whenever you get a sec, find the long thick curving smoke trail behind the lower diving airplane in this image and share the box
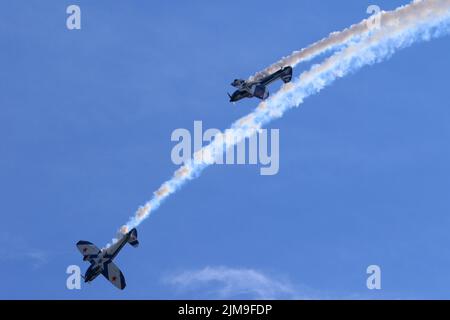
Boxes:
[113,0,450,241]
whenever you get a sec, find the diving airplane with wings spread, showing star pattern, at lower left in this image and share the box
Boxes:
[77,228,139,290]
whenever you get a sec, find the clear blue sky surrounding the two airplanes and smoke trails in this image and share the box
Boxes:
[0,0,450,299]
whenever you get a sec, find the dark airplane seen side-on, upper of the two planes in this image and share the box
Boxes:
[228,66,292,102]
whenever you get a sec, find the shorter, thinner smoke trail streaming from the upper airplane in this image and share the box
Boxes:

--- --- ---

**Problem description:** Each record should be printed exactly as it appears, leaving the pictures out.

**Expected output:**
whenever you get a sec, find the long thick curving smoke trail behind the lower diving airplane in this image and share the box
Boxes:
[113,0,450,241]
whenever you get a sec, find the diving airplane with wings spread, showing star pattern, at lower left in this image and share the box
Boxes:
[77,228,139,290]
whenever you get a sec, find the clear blue sky surrounding the two airplanes and smoke trails in this image and share the box
Boxes:
[0,0,450,299]
whenever you get a sec, find the dark airplane seen side-on, upper of the two planes in this image and share the box
Boxes:
[228,66,292,102]
whenever you get a sec, find the shorter, thinner smoke trail streaming from the upper airplane in this image and share the box
Boxes:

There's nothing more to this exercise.